■ WRITTEN REQUEST
Reproduce every line of the entries that follow, the requests included, but shift each point in the answers by adding 120 to both of its coordinates; leave the requests and their format samples unchanged. Omit the pictures from your output.

■ EXTRACTED RECORDS

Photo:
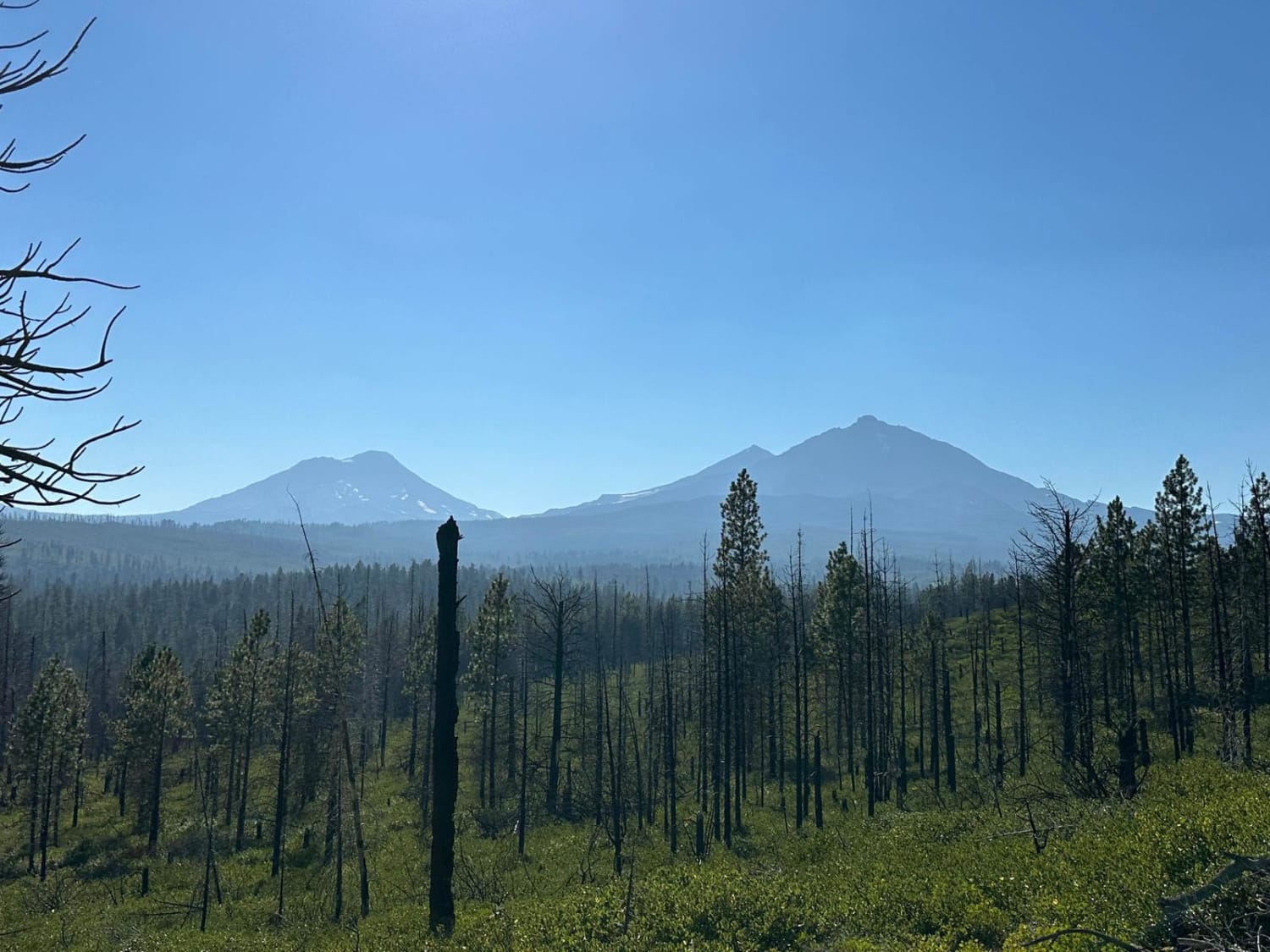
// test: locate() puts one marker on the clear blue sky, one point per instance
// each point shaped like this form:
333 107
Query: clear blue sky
546 250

■ EXERCISE RESULT
Photo:
// test: locate() puts one marker on the clear blue sky, one point per instance
// each point shaped like this form:
333 107
Query: clear blue sky
666 370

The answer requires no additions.